> _PROBLEM TO SOLVE_:
An exact copy of every record below is needed, with all pictures removed.
━━━━━ DATA RECORDS ━━━━━
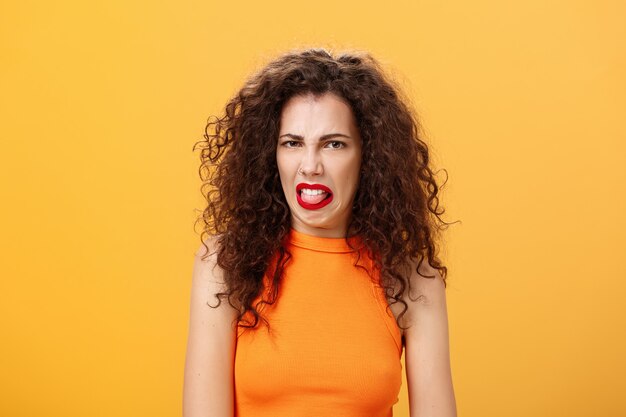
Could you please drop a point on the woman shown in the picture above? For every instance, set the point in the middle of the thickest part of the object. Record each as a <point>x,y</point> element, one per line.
<point>320,233</point>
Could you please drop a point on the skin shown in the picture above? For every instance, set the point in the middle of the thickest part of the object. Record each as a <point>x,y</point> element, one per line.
<point>334,161</point>
<point>319,143</point>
━━━━━
> _RESULT FOR THIS TASK_:
Could you please drop a point on the woman shown in the picture above? For every instance, set the point in the middle of the thickest part of the object. Record each as a <point>x,y</point> element, one per line.
<point>320,233</point>
Could you please drop a point on the skin shown in the picture above? For every instance, set the point in the middle of the thickest part of the object. Record each as a <point>x,y</point> element, one per line.
<point>334,161</point>
<point>319,143</point>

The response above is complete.